#### [Texto de partida]
::::::

Poco más de un siglo después de que se inició la primera transición demográfica, la población uruguaya está embarcada en otro gran proceso de cambio. En veinte años todos los indicadores demográficos de la vida familiar experimentaron transformaciones que condujeron a una imagen muy diferente de la de las familias que se formaban durante los años setenta. Si las generaciones que alcanzaron su adultez en esos años fueron las protagonistas de la revolución sexual y contraceptiva, la siguiente generación protagonizó lo que Carlos Filgueira (1996) llamó “la revolución de los divorcios”.
Esta revolución vino acompañada de otros grandes cambios en las formas de organizar la vida conyugal y reproductiva: también proliferaron las uniones libres y hubo un fuerte aumento de la natalidad extramatrimonial (Cabella, 2007; Paredes, 2003a; Kaztman y Filgueira, 2001). Más recientemente, el descenso de la fecundidad determinó que en 2004 la tasa global de fecundidad cayera, por primera vez en la historia demográfica del país, por debajo del nivel de reemplazo (Cabella, 2008; Varela et al., 2008).
Todavía es prematuro afirmar si esta última tendencia se va a mantener, agudizar o incluso revertir, pero la evidencia respecto al resto de los indicadores del cambio familiar sugiere que las transformaciones que han ocurrido en la vida conyugal están consolidadas. Ellas son el resultado acumulado de un proceso de cambio que si bien fue repentino y muy rápido, se caracterizó por su persistencia. Visto en el largo plazo, no es posible identificar otro periodo en la historia de la familia uruguaya del siglo XX en que se registren cambios simultáneos y sostenidos como los que tuvieron lugar en el periodo reciente. En este sentido, la población uruguaya parece converger hacia el proceso que se ha dado en llamar segunda transición demográfica.

::::::

#### [Información proporcionada]
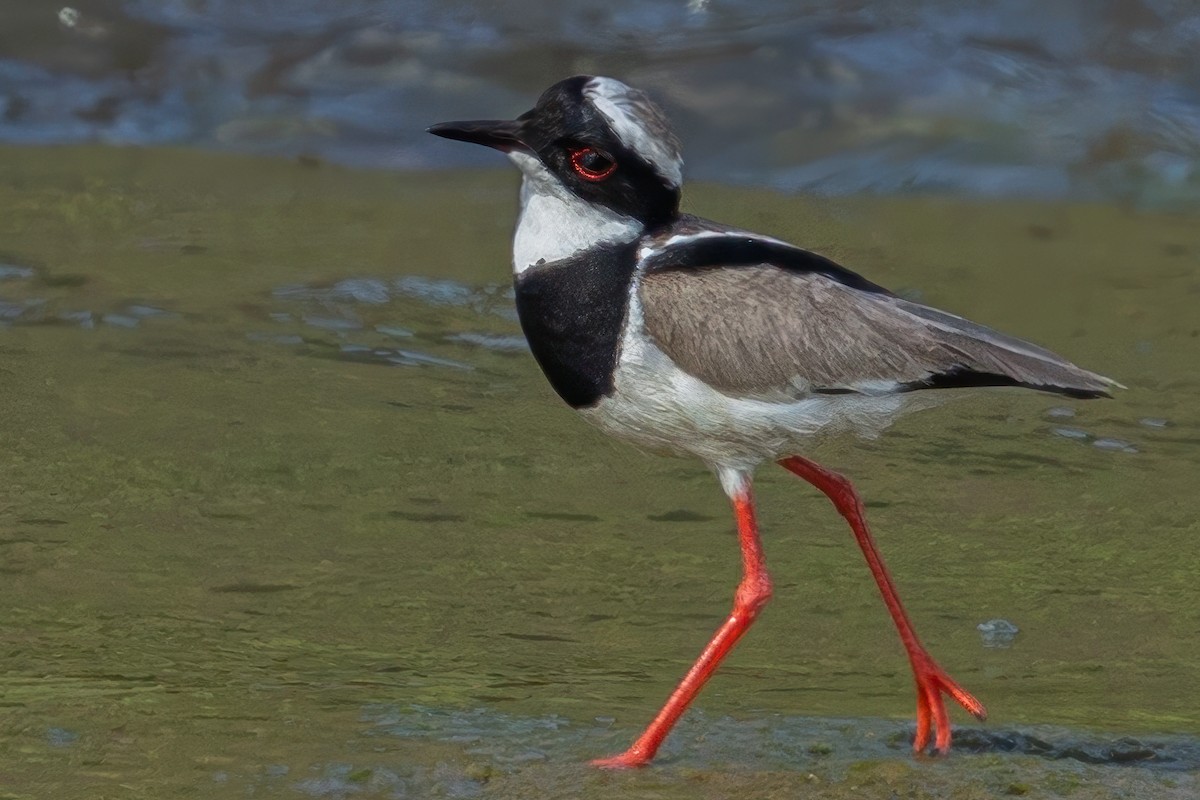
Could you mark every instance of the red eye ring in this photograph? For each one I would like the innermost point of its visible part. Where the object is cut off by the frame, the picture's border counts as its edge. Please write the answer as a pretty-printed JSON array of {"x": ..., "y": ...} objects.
[{"x": 586, "y": 173}]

::::::

#### [Descripción del ejercicio]
Extrae del texto sobre el cambio demográfico uruguayo todas las referencias bibliográficas con autor y año, en el orden en que aparecen.

#### [Resultado del ejercicio]
- Carlos Filgueira (1996)
- Cabella, 2007
- Paredes, 2003a
- Kaztman y Filgueira, 2001
- Cabella, 2008
- Varela et al., 2008